KUTIPAN DOKUMEN:

━━━━━━━━

Menurut Dody, dari kontestasi demokrasi pilpres 2014, bangsa Indonesia memperoleh pemerintahan baru dengan duet Jokowi-JK.

"Satu yang inspiratif dan mendapat tone positif adalah gagasan ide Revolusi Mental," katanya.

Dody menegaskan banyak cara untuk memulai Revolusi Mental, salah satu diantaranya belajar dari negara negara sahabat, Jepang.

"Jepang adalah satu negara yang sukses membangun kekuatan mental dengan meramu respek dan penghormatan atas budaya otentik bangsanya. Dalam membangun kedaulatan pangan dan pertanian, bangsa Jepang memulainya dari mindset dan budaya bukan dengan pendekatan teknis pasar atau kebijakan semata," ujarnya.

Toyota didirikan pada tahun 1937 oleh Kiichiro Toyoda.
Namun bukan merk Toyoda yang dipatenkan melainkan "Toyota".

━━━━━━━━

Baris dari sebuah koleksi
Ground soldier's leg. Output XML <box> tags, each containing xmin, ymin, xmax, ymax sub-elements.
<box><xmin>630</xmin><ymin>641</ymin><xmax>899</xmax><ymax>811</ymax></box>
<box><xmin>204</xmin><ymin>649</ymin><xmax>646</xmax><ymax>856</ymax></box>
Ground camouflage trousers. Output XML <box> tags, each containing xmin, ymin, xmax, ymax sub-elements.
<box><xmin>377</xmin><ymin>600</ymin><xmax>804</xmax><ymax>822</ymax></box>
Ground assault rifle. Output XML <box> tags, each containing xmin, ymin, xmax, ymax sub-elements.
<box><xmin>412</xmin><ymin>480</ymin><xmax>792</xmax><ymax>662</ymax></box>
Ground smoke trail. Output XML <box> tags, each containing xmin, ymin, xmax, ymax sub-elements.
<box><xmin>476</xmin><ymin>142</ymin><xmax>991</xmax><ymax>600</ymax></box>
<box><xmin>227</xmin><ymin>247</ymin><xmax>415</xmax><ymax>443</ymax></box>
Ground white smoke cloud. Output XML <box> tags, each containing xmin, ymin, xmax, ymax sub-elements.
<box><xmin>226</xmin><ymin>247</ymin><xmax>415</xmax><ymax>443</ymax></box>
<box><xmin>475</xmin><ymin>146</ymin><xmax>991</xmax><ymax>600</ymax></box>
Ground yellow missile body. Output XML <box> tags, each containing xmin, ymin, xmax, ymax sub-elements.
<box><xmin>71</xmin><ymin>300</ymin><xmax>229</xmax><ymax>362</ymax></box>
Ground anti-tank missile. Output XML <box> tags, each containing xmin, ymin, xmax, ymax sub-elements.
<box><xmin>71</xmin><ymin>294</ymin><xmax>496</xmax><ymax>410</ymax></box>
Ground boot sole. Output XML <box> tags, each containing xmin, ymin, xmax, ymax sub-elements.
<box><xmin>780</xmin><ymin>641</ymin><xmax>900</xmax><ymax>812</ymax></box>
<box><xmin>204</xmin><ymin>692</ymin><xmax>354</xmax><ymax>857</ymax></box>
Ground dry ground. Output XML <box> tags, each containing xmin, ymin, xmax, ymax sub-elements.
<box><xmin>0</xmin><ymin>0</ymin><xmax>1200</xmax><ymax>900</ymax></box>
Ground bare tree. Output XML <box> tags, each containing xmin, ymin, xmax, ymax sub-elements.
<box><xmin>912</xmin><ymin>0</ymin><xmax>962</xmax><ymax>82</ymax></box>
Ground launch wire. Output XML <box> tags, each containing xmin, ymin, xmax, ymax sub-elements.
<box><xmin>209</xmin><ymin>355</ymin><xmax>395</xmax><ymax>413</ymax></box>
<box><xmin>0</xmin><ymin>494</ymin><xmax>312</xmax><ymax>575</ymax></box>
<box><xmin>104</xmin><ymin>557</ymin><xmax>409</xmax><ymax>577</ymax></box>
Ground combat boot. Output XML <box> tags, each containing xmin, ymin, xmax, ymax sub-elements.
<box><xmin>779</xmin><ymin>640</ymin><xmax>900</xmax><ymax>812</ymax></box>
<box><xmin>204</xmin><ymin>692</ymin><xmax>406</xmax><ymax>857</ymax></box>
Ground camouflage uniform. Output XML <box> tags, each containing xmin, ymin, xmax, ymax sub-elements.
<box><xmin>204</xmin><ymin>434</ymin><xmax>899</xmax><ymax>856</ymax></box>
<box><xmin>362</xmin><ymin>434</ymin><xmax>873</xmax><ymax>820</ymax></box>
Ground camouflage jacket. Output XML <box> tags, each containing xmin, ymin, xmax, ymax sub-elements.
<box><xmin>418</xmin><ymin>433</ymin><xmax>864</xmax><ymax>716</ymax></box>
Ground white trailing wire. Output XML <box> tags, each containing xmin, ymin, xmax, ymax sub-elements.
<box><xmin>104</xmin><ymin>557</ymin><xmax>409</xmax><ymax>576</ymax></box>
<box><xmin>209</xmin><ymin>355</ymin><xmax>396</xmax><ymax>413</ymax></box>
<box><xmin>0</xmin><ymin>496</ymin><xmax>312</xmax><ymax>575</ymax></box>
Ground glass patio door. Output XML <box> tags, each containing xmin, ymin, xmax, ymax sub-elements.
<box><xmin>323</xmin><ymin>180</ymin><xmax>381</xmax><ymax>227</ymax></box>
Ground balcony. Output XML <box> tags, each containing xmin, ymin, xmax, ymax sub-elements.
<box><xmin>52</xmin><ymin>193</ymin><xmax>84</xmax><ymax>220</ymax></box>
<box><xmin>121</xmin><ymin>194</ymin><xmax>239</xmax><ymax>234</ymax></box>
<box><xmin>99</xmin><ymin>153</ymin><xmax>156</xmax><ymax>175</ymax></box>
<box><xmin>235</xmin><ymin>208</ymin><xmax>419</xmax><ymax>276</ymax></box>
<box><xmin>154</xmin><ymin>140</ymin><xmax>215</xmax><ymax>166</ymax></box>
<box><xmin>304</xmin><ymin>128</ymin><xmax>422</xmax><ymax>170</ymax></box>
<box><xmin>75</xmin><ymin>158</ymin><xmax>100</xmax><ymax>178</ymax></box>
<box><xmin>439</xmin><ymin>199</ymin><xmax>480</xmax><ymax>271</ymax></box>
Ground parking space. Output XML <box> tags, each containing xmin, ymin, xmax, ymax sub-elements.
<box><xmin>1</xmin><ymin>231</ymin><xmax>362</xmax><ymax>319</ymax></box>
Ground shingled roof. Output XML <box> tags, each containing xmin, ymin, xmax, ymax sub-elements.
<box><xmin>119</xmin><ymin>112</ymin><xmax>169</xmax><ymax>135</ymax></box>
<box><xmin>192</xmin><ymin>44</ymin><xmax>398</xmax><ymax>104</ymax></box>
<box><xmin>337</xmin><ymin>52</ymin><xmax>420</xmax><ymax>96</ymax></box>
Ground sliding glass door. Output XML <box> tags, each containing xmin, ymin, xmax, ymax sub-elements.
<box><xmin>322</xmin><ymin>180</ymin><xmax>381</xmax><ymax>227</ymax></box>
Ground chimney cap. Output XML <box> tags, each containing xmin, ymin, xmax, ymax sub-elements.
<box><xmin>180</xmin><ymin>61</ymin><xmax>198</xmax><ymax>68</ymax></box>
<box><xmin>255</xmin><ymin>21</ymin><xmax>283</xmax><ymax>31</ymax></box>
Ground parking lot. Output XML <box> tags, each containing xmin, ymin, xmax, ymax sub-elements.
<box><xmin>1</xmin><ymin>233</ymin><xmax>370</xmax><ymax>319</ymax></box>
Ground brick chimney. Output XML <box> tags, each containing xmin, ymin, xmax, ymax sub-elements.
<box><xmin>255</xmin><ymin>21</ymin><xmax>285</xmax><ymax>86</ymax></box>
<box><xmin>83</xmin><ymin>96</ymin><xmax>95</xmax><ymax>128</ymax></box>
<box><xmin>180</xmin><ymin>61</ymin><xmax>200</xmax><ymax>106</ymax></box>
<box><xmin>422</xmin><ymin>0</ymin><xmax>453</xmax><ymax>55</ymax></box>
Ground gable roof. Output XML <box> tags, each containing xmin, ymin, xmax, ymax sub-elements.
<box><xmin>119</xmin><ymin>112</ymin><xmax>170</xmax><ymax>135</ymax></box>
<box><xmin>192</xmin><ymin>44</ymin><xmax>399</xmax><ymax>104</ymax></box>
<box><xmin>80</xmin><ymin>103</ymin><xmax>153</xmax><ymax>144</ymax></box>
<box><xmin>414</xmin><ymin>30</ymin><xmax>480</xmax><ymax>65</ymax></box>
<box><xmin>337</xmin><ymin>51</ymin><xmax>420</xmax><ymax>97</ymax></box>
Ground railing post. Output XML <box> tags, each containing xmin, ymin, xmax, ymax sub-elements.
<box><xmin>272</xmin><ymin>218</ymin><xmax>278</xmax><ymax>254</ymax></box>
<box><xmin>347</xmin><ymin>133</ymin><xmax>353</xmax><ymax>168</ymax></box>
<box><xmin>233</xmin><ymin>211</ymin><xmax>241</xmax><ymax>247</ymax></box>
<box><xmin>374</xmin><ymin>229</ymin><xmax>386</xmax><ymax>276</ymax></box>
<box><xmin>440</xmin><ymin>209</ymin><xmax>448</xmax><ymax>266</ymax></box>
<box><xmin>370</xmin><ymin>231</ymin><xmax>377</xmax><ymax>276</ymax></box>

━━━━━━━━

KETENTUAN LATIHAN:
**1)** Jawablah pertanyaan berikut berdasarkan kutipan dokumen.
(a) Menurut Dody, duet siapa yang membentuk pemerintahan baru hasil pilpres 2014?
(b) Negara sahabat mana yang disebut Dody sebagai tempat belajar untuk memulai Revolusi Mental?
(c) Pada tahun berapa Toyota didirikan?
**2)** Terjemahkan kalimat dari kutipan dokumen ini ke dalam bahasa Inggris: "Toyota didirikan pada tahun 1937 oleh Kiichiro Toyoda."
**3)** Tuliskan kembali tanpa perubahan bagian kutipan dokumen yang diawali dengan kata-kata "Dody menegaskan banyak" dan diakhiri dengan "oleh Kiichiro Toyoda.".
Kerjakan setiap tugas hanya berdasarkan kutipan dokumen.

PENYELESAIAN SOAL:
**1)**
(a) Duet Jokowi-JK.
(b) Jepang.
(c) Tahun 1937.

**2)** Toyota was founded in 1937 by Kiichiro Toyoda.

**3)**
Dody menegaskan banyak cara untuk memulai Revolusi Mental, salah satu diantaranya belajar dari negara negara sahabat, Jepang.

"Jepang adalah satu negara yang sukses membangun kekuatan mental dengan meramu respek dan penghormatan atas budaya otentik bangsanya. Dalam membangun kedaulatan pangan dan pertanian, bangsa Jepang memulainya dari mindset dan budaya bukan dengan pendekatan teknis pasar atau kebijakan semata," ujarnya.

Toyota didirikan pada tahun 1937 oleh Kiichiro Toyoda.